BEGIN DATA

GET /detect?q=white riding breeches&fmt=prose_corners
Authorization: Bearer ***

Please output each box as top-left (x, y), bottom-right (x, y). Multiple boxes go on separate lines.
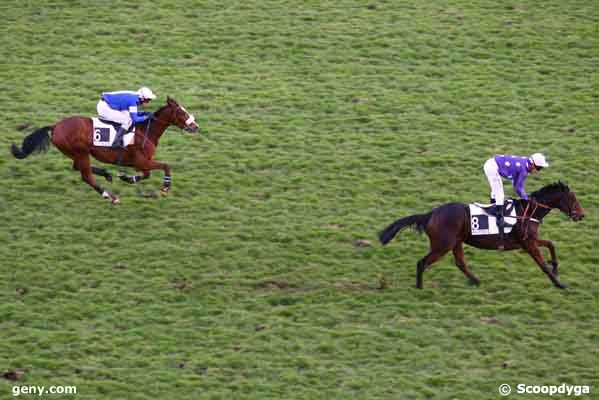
top-left (97, 100), bottom-right (133, 130)
top-left (483, 158), bottom-right (505, 205)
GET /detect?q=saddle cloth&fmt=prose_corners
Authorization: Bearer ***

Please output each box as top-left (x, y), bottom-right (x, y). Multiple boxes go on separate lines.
top-left (469, 200), bottom-right (518, 235)
top-left (92, 118), bottom-right (135, 147)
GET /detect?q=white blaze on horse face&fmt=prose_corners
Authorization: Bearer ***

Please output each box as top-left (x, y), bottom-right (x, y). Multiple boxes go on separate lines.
top-left (179, 105), bottom-right (196, 126)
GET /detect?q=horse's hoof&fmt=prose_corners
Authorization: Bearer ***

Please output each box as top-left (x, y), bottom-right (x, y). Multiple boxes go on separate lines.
top-left (468, 279), bottom-right (480, 286)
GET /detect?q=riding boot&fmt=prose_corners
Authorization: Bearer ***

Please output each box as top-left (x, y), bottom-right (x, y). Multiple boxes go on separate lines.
top-left (112, 126), bottom-right (127, 149)
top-left (495, 204), bottom-right (505, 250)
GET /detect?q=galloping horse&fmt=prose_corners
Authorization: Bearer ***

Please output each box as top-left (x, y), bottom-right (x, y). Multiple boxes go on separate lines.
top-left (379, 182), bottom-right (584, 289)
top-left (11, 97), bottom-right (198, 204)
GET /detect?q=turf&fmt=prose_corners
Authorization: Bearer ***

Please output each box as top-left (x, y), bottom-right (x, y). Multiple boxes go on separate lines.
top-left (0, 0), bottom-right (599, 400)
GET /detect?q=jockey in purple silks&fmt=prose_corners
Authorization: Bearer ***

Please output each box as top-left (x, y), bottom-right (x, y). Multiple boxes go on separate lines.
top-left (484, 153), bottom-right (549, 241)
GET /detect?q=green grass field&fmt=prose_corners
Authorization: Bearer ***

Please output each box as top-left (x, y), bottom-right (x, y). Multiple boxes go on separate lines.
top-left (0, 0), bottom-right (599, 400)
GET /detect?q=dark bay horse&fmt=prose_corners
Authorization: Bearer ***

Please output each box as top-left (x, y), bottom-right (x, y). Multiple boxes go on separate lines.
top-left (11, 97), bottom-right (198, 204)
top-left (379, 182), bottom-right (584, 289)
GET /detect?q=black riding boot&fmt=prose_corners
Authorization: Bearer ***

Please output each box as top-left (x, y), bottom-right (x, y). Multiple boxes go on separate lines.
top-left (495, 204), bottom-right (505, 250)
top-left (112, 126), bottom-right (127, 149)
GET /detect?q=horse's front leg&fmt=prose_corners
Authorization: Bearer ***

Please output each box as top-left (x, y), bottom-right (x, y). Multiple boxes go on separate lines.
top-left (134, 157), bottom-right (171, 195)
top-left (118, 171), bottom-right (150, 184)
top-left (524, 239), bottom-right (567, 289)
top-left (537, 240), bottom-right (559, 276)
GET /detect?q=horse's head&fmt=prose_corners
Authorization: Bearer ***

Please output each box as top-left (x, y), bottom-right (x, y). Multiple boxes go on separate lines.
top-left (159, 97), bottom-right (199, 132)
top-left (531, 182), bottom-right (584, 221)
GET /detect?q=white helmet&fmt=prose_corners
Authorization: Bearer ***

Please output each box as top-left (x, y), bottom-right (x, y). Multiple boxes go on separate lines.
top-left (137, 86), bottom-right (156, 100)
top-left (530, 153), bottom-right (549, 168)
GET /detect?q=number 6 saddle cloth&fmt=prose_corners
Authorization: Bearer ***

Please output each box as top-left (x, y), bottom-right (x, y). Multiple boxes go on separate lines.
top-left (468, 199), bottom-right (518, 235)
top-left (92, 118), bottom-right (135, 147)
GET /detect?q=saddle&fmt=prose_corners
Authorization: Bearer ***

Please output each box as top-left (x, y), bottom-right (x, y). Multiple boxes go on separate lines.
top-left (469, 199), bottom-right (518, 235)
top-left (92, 118), bottom-right (135, 147)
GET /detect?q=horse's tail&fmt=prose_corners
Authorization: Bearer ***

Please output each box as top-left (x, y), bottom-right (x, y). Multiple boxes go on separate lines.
top-left (10, 126), bottom-right (52, 159)
top-left (379, 213), bottom-right (432, 246)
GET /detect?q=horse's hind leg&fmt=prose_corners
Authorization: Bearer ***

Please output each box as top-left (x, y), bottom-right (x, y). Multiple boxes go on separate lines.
top-left (92, 167), bottom-right (112, 182)
top-left (75, 156), bottom-right (120, 204)
top-left (453, 242), bottom-right (480, 286)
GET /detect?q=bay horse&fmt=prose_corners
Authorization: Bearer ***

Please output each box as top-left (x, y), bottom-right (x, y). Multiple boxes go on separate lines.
top-left (379, 182), bottom-right (584, 289)
top-left (11, 97), bottom-right (199, 204)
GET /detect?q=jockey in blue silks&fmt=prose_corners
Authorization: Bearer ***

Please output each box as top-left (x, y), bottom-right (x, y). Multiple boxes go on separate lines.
top-left (97, 87), bottom-right (156, 148)
top-left (483, 153), bottom-right (549, 240)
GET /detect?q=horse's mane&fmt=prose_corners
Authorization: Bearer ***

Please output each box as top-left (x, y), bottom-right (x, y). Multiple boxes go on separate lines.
top-left (531, 181), bottom-right (570, 198)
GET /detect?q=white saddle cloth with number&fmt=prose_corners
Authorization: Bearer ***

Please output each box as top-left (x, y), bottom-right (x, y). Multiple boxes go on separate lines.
top-left (469, 200), bottom-right (518, 235)
top-left (92, 118), bottom-right (135, 147)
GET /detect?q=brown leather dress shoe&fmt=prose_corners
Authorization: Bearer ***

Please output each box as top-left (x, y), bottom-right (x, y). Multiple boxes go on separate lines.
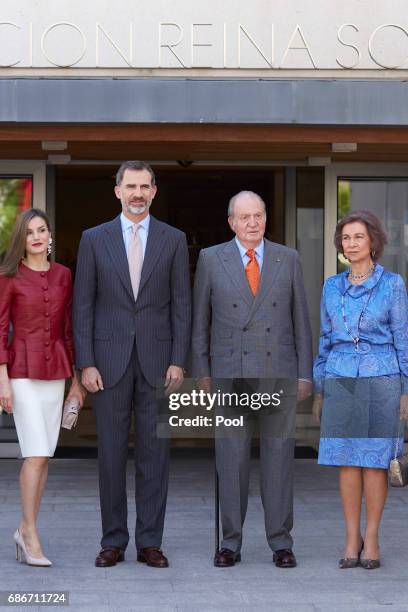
top-left (95, 547), bottom-right (125, 567)
top-left (214, 548), bottom-right (241, 567)
top-left (137, 546), bottom-right (169, 567)
top-left (273, 548), bottom-right (296, 567)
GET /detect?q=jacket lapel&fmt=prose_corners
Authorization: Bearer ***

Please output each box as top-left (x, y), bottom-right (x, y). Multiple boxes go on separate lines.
top-left (105, 215), bottom-right (134, 299)
top-left (248, 240), bottom-right (285, 321)
top-left (218, 239), bottom-right (254, 305)
top-left (139, 216), bottom-right (165, 295)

END DATA

*PROBLEM:* Please write out the lines verbatim, from the line containing "GET /detect?q=white helmet&fmt=prose_corners" down to the line containing "top-left (530, 153), bottom-right (549, 168)", both of those included.

*ANSWER IN FULL:*
GET /detect?q=white helmet&fmt=prose_corners
Authorization: Bearer ***

Please output each box as top-left (x, y), bottom-right (x, y). Multiple boxes go on separate lines.
top-left (137, 86), bottom-right (156, 100)
top-left (530, 153), bottom-right (549, 168)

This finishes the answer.